> AVAILABLE RECORDS:
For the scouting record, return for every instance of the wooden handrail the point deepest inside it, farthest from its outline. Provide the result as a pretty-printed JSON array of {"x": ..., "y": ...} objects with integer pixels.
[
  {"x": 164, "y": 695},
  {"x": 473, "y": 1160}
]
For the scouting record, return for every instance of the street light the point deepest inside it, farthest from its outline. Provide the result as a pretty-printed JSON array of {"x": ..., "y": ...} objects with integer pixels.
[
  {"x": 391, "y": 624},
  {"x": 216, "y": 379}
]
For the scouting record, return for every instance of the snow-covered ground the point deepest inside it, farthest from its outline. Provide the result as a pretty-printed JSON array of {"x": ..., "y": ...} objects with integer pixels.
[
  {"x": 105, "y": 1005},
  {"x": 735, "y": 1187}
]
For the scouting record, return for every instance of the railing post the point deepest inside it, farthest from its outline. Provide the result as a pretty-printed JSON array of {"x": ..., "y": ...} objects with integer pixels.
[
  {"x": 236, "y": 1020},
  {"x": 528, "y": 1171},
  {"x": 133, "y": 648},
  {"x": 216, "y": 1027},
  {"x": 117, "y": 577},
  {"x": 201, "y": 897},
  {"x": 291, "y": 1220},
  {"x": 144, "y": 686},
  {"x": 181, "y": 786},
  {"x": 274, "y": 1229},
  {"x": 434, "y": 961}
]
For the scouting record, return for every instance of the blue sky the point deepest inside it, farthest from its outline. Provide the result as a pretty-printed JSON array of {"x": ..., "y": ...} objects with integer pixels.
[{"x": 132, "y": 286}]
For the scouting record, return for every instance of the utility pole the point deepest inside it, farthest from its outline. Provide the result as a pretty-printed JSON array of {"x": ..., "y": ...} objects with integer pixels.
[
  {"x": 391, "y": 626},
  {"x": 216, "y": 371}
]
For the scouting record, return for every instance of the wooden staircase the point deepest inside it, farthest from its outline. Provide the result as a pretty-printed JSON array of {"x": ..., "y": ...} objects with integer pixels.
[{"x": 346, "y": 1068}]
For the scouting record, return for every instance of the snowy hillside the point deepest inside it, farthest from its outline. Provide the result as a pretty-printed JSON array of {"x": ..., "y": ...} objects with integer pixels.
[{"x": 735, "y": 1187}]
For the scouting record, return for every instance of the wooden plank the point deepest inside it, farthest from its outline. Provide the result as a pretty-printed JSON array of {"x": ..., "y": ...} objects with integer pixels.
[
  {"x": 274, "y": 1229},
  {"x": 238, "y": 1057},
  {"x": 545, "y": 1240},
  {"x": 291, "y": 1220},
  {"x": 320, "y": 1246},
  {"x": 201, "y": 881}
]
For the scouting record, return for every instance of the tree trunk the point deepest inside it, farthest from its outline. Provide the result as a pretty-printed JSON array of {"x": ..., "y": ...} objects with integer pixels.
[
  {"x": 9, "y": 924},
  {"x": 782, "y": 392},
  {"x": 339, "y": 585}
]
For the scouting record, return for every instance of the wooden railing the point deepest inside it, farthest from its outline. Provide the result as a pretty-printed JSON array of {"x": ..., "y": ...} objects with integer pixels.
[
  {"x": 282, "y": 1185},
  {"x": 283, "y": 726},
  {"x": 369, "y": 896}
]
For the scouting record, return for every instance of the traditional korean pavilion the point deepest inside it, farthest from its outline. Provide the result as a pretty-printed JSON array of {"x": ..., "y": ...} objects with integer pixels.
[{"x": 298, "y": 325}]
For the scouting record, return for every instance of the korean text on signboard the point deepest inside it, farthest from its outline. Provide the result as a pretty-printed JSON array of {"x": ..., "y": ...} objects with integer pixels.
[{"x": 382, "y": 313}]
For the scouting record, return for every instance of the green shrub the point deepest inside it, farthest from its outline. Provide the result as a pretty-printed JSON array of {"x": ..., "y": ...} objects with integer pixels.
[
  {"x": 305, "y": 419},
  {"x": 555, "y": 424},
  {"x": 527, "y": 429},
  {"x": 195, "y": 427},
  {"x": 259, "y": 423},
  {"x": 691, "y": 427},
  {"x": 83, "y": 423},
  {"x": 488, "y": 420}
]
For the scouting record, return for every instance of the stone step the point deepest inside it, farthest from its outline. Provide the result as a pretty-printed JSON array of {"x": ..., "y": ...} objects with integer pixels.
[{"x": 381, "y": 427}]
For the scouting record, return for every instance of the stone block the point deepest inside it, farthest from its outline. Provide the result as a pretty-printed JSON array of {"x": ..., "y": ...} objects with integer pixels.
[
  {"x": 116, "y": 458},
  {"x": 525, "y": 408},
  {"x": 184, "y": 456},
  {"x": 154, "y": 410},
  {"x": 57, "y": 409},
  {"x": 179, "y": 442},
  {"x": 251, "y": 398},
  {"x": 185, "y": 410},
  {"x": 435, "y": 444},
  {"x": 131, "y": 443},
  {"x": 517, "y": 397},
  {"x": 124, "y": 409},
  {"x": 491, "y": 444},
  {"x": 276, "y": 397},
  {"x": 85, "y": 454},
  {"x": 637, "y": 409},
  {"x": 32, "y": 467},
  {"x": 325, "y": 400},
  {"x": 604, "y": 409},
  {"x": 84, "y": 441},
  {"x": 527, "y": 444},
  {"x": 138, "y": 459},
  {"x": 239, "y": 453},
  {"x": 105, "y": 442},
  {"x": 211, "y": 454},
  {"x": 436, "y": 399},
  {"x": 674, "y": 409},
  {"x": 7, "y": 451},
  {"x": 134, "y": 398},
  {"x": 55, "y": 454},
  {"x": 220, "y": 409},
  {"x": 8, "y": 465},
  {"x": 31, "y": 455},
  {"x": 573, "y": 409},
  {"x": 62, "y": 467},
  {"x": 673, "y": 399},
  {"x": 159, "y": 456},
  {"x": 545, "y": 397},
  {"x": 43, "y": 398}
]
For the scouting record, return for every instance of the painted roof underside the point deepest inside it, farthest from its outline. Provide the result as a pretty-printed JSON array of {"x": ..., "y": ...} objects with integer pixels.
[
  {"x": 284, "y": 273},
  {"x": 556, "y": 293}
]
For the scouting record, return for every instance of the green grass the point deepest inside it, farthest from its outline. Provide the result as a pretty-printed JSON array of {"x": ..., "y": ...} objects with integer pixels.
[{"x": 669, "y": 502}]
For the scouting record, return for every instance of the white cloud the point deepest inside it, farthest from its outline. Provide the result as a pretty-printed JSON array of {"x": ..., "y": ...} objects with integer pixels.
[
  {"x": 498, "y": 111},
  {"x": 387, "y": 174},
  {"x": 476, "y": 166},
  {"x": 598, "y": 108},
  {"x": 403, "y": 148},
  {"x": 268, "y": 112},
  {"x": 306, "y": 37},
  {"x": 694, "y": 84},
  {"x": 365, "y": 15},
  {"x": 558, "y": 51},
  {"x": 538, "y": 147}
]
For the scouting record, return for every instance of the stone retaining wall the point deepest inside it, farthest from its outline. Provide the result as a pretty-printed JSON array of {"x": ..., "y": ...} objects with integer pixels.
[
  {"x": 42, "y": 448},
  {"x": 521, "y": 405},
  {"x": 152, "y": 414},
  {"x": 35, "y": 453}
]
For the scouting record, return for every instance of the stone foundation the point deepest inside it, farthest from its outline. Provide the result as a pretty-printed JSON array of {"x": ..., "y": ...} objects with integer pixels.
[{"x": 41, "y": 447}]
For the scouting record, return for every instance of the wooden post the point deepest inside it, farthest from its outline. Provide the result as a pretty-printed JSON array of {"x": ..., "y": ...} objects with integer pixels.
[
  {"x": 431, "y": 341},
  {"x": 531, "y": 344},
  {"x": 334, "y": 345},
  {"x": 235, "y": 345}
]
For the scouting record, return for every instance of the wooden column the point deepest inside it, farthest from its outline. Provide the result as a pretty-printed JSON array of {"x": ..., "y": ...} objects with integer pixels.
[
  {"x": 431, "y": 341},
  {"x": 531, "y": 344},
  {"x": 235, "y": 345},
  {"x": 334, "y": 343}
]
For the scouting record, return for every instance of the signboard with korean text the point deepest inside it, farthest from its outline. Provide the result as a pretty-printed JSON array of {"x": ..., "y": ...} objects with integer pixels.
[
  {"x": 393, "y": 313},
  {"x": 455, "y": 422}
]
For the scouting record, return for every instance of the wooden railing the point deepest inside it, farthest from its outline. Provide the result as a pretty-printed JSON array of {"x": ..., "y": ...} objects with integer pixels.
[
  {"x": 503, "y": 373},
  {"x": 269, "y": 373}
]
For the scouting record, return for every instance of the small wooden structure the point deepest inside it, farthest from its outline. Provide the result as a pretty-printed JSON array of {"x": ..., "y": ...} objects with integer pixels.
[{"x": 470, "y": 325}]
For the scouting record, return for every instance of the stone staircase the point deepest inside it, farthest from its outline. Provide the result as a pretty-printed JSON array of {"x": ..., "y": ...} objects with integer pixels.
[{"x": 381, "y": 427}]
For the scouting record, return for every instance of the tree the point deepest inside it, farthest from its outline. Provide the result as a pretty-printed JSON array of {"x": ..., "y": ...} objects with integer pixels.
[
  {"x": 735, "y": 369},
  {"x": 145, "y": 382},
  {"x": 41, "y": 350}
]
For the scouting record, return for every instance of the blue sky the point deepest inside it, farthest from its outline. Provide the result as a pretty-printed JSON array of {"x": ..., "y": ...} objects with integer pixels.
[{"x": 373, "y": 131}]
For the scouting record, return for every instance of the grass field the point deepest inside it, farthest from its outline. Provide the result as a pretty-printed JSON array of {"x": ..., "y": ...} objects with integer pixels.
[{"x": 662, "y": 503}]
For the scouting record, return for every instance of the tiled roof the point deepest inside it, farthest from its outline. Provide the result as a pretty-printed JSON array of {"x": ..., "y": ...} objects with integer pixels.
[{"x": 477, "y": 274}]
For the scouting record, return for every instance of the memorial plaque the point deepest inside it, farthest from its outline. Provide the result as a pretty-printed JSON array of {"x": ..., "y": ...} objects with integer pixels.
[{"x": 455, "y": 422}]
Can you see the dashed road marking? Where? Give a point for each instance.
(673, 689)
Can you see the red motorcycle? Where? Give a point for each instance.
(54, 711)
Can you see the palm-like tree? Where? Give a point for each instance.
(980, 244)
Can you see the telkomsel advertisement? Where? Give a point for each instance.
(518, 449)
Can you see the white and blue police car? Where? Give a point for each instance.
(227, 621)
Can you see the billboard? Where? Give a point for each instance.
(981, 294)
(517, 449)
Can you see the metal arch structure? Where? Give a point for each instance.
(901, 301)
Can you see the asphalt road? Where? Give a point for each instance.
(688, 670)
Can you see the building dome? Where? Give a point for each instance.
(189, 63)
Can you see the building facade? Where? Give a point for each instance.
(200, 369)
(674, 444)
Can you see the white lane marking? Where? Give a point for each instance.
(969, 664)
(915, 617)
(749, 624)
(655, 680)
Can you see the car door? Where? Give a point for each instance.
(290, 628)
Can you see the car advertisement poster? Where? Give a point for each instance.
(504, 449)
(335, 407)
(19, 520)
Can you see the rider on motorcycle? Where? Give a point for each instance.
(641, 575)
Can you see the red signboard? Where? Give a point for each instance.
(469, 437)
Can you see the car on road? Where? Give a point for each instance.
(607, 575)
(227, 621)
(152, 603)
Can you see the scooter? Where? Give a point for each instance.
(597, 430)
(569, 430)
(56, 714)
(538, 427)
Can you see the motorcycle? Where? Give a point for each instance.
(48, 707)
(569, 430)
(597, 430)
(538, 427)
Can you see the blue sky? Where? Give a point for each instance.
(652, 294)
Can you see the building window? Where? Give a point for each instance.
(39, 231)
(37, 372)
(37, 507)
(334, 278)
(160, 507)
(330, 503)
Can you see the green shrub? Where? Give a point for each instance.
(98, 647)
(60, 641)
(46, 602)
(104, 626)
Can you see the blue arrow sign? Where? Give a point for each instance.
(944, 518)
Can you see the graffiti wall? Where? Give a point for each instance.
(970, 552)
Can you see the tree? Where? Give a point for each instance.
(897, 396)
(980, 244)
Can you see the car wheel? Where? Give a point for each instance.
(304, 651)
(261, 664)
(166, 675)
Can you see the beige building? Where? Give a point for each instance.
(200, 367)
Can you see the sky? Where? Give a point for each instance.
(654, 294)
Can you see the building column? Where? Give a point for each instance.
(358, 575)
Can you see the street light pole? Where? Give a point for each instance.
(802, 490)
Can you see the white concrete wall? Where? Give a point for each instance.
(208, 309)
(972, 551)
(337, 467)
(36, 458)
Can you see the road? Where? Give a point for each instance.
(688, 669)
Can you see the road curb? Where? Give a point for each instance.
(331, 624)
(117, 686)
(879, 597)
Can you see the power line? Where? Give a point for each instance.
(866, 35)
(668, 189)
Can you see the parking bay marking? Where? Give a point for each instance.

> REQUIRED ACTION: Counting the line that contains "Can you see the graffiti" as the first, copy exactly every line through the end of the records, and nothing else.

> COMPLETED EXERCISE:
Can you see the graffiti wall? Where? Give a point for each instance.
(970, 552)
Can you see the tree? Where? Give a point for each instance.
(897, 396)
(980, 244)
Can you see the car wheel? Where? Give a point for each instance.
(304, 651)
(261, 664)
(166, 675)
Can you see the beige building? Where? Give a point for each instance.
(200, 367)
Can you see the sky? Where? Give a point for each instance.
(654, 294)
Can you see the building column? Where? Give a point for each instance.
(358, 575)
Can you see the street light pole? Where? Give a point for each instance.
(802, 490)
Can you see the white concrete wall? Where? Give a point for each instance.
(208, 309)
(972, 551)
(337, 467)
(36, 458)
Can you see the road? Where? Give a point for each instance.
(688, 669)
Can you see the road curb? Where? Give a point for each instance.
(331, 624)
(117, 686)
(879, 597)
Can you see the power line? Where? Give a point for each instance.
(866, 35)
(668, 189)
Can you see the parking bay marking? Where? Give a point for each instance.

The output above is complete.